● **Passage provided**
Can't (or Don't Want to) Barbell Back Squat? Here are 18 Alternatives to Try Instead

Can't (or Don't Want to) Barbell Back Squat? Here are 18 Alternatives to Try Instead

Squats are often called the king of all exercises. It’s hard to find a lifting program without them.

And while squat advocates, like Squat University, say everyone can and should squat – and we agree – barbell back squats may not be everyone’s most optimal option. For example, as many as 32 percent of injuries among sub-elite and elite powerlifters are related to the barbell back squat; when you’re recovering from a squat injury, you can’t exactly perform the exercise safely and with proper form.

That’s not to say don’t do it. But that is to say there are other squat options, as well as ways to work up to the barbell back squat if your body isn’t ready; cross-train it to avoid overuse injuries; or train around it, if you are recovering from a booboo.

Movement and wellness coach and former competitive powerlifter Katie Kollath says when she first started training, she was convinced everyone should do barbell back squats. But as she has grown in experience and knowledge, she says she now believes everyone needs to know how to squat – the fundamental movement pattern – but which variation of squatting is most optimal and beneficial is truly dependent on the person.  

Women lifting weights

Heather Hamilton (left) and Katie Kollath (right), of Barpath Fitness. Courtesy photo

Kollath is the co-owner and coach for Barpath Fitness, and she runs the podcast “Stronger Than Your Boyfriend.” She also has a master’s degree in exercise science. Through Barpath Fitness, she trains both online and in person. Most of her online clients are fitness enthusiasts who do back squats, but she says they do so with a strong emphasis on mobility.  

“In person, though, I don’t think any of my clients do barbell back squats,” Kollath says. “They’re older, and that’s not what they need, so we focus on different squat variations.”

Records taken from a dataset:
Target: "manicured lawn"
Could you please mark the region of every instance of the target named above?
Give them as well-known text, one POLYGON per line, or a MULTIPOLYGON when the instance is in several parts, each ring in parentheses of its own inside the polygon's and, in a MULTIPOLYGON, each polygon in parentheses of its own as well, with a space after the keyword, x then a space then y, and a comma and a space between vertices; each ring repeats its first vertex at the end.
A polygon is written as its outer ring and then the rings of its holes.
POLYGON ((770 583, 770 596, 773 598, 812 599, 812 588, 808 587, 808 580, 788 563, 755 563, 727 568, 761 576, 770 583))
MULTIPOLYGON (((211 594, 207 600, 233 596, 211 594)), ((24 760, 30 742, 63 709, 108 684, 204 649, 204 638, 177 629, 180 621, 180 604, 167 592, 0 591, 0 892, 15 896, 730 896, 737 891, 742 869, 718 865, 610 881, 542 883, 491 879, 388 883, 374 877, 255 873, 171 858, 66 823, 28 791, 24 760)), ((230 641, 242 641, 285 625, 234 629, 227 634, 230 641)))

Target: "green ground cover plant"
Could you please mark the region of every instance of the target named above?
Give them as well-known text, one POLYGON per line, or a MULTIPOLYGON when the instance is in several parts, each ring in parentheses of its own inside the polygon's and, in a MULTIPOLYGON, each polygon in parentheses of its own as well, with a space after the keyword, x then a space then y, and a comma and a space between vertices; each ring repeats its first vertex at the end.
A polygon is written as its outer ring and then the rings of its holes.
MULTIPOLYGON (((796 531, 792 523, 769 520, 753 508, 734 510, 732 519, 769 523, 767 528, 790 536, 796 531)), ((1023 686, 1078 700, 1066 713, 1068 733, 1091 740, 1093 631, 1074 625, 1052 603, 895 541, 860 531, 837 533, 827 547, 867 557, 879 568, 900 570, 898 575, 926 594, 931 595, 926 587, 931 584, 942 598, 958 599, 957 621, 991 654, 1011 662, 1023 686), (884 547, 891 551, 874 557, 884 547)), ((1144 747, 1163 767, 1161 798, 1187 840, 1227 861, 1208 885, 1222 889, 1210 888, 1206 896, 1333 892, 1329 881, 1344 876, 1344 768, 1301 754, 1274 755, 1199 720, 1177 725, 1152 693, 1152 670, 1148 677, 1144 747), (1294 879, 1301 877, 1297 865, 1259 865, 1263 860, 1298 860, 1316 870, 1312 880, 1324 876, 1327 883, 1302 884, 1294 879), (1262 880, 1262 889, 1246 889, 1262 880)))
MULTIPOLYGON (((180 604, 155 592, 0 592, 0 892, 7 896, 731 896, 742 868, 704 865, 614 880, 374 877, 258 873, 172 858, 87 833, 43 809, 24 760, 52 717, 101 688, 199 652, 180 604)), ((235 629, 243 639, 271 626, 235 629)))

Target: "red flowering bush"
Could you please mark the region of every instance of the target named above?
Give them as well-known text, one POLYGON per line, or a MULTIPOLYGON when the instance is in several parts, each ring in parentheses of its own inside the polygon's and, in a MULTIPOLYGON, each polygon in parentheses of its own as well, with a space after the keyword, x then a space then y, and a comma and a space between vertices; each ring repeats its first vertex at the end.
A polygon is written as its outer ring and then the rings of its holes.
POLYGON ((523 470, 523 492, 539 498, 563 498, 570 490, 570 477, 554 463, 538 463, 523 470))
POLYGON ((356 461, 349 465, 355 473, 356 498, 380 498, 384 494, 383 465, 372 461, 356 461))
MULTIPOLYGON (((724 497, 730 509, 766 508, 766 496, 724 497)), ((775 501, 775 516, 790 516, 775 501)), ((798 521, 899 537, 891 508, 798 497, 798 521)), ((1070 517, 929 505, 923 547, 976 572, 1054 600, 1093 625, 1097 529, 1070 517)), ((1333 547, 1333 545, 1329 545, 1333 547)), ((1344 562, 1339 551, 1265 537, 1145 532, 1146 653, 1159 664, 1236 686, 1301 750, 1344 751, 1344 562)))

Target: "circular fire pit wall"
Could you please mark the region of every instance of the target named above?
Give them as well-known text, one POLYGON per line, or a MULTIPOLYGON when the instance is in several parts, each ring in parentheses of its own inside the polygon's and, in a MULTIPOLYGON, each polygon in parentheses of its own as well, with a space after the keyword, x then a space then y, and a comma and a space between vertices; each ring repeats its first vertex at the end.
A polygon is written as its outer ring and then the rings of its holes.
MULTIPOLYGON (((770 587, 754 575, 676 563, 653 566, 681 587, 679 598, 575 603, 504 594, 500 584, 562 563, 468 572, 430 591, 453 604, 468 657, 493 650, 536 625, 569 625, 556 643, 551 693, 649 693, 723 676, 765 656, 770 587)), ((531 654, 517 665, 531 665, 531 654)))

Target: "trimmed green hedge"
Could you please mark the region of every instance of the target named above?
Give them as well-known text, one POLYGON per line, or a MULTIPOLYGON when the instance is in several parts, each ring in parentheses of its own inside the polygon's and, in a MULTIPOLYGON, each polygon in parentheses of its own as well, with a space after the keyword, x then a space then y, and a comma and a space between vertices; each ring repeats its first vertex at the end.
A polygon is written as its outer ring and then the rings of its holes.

● **Work item**
According to the article on barbell back squat alternatives, what share of injuries among sub-elite and elite powerlifters is related to the barbell back squat?

● **Response to this task**
As many as 32 percent.